[Task goal]
Can you write out the records word for word, from the start up to and including the line with "[101,143,114,149]", leaving the pictures out of your answer?

# Dataset entries start

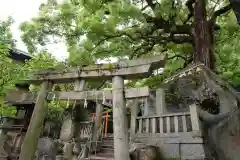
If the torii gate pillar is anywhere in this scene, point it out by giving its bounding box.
[112,76,129,160]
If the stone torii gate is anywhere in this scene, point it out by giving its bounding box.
[10,56,166,160]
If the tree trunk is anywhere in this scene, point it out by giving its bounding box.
[192,0,215,70]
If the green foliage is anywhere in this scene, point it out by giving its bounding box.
[20,0,229,87]
[216,13,240,85]
[0,19,24,96]
[16,0,240,87]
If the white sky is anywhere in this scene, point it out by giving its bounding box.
[0,0,68,59]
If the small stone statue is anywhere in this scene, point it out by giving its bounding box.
[130,145,164,160]
[37,137,57,160]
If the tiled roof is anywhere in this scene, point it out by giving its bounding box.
[9,48,32,62]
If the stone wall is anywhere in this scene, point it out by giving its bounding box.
[130,132,205,160]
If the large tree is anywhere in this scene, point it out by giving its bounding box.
[20,0,240,85]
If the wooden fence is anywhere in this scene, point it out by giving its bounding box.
[132,104,200,134]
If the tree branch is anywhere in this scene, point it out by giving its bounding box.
[210,4,232,24]
[143,13,191,34]
[183,0,195,24]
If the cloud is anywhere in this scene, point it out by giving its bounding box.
[0,0,67,59]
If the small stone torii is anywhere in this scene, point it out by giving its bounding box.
[8,55,166,160]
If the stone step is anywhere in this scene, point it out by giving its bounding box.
[86,156,114,160]
[91,151,114,158]
[101,143,114,149]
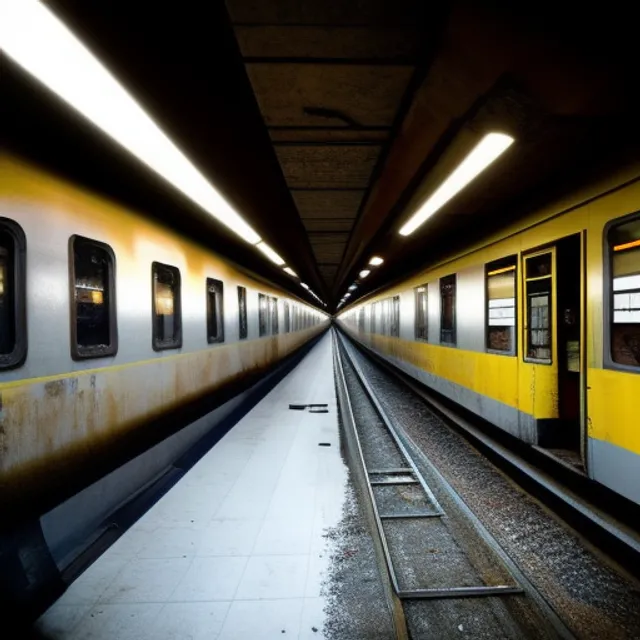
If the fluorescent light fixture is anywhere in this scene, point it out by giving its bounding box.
[613,240,640,251]
[256,242,284,266]
[487,264,516,276]
[0,0,260,244]
[400,133,514,236]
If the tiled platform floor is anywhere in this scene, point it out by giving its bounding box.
[37,334,347,640]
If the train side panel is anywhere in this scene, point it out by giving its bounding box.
[339,166,640,503]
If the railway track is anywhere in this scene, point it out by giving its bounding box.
[334,332,575,640]
[340,328,640,579]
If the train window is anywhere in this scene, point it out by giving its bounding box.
[486,256,517,355]
[206,278,224,344]
[69,236,118,360]
[390,296,400,338]
[269,297,279,336]
[283,300,291,333]
[258,293,268,338]
[380,299,389,336]
[608,218,640,367]
[151,262,182,351]
[0,218,27,370]
[524,251,553,364]
[238,287,249,340]
[414,284,429,340]
[440,273,456,345]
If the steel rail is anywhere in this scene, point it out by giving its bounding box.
[337,334,575,640]
[336,330,524,600]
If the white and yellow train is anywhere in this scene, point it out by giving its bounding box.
[339,159,640,503]
[0,155,329,559]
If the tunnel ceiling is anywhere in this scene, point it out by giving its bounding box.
[6,0,640,309]
[227,0,441,289]
[227,0,637,308]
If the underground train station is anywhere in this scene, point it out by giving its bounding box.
[0,0,640,640]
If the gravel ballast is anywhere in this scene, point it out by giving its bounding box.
[342,338,640,639]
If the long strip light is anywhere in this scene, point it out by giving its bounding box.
[400,133,514,236]
[0,0,264,246]
[487,264,516,276]
[613,240,640,251]
[256,242,284,267]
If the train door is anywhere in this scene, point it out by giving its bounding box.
[523,234,585,466]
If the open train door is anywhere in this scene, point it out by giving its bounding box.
[523,233,586,469]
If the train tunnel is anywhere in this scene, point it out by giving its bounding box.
[0,0,640,640]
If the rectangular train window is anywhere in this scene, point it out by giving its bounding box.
[414,284,429,340]
[440,273,456,345]
[0,218,27,370]
[380,298,389,336]
[151,262,182,351]
[258,293,269,338]
[269,297,279,336]
[607,217,640,368]
[524,250,554,364]
[238,287,249,340]
[69,236,118,360]
[207,278,224,344]
[486,256,517,355]
[283,300,291,333]
[390,296,400,338]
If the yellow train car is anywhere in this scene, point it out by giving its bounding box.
[0,155,328,522]
[339,164,640,503]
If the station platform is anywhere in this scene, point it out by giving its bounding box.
[36,333,348,640]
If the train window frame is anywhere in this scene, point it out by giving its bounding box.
[282,300,291,333]
[151,261,182,351]
[389,295,400,338]
[269,296,280,336]
[238,285,249,340]
[68,234,118,361]
[413,282,429,342]
[602,211,640,374]
[205,278,224,344]
[0,217,28,371]
[520,246,558,366]
[438,273,458,347]
[258,293,269,338]
[484,254,520,358]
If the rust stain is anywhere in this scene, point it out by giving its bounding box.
[0,326,322,491]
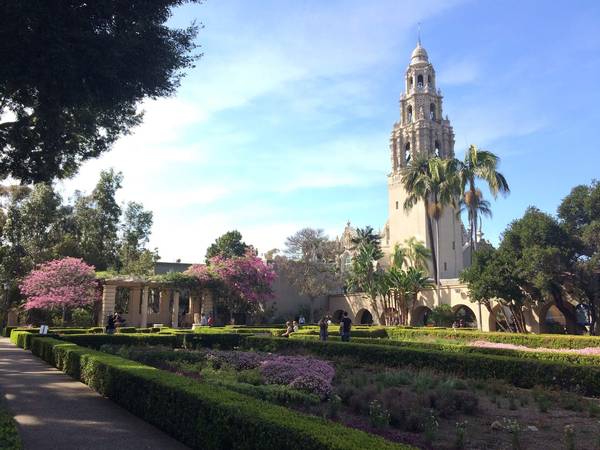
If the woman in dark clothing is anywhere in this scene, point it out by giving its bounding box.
[106,316,115,334]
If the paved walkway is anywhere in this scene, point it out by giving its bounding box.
[0,338,187,450]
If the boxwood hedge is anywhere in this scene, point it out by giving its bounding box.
[243,336,600,396]
[22,336,411,450]
[290,334,600,366]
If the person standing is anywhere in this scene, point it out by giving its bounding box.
[319,316,329,341]
[106,316,115,334]
[340,311,352,342]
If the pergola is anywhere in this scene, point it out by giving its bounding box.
[99,277,214,328]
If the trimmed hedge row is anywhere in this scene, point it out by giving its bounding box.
[244,336,600,396]
[0,400,23,450]
[59,332,243,349]
[23,336,412,450]
[386,328,600,349]
[290,334,600,366]
[59,333,178,349]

# Dataset entries end

[Complete answer]
If the torii gate pillar is anywhere in this scene, point it out by giving its bounding box.
[112,76,129,160]
If the stone torii gate is anywhere in this scene, point it out by giving its bounding box.
[10,56,166,160]
If the tree trunk is anywhere in this scene, point it out by giving its bounding box.
[192,0,215,70]
If the green foliage is anywhere in this scene, point it out by giving its bounding box.
[20,0,229,87]
[216,13,240,85]
[0,19,24,96]
[16,0,240,87]
If the white sky is anywhere in this scene, point it out by giving its bounding box.
[0,0,68,59]
If the small stone statue is anywhere in this scene, point it out by giving its bounding box.
[130,145,164,160]
[37,137,57,160]
If the tiled roof is anywhere in this scene, point it out by giving its bounding box.
[9,48,32,62]
If the stone wall is anywhere in this scene, point it out by giving its bounding box.
[130,132,205,160]
If the large tree is anywhere in this scene, point it out by giving its bounding box.
[20,0,240,85]
If the wooden fence is anywhere in this scene, point it out by giving its bounding box.
[132,104,200,134]
If the tree branch is anywhere in this scene, point it out by giving its bounding box.
[210,4,232,24]
[143,13,191,34]
[183,0,195,24]
If the cloud is anywhere in this scene, point it out by giving its bounding box.
[0,0,67,59]
If the small stone torii is anywhere in this scene, point it out by giving its bounding box.
[8,55,166,160]
If the stone step is anywhere in this scene, point it out by giving its bounding box.
[86,156,114,160]
[91,151,114,158]
[101,143,114,149]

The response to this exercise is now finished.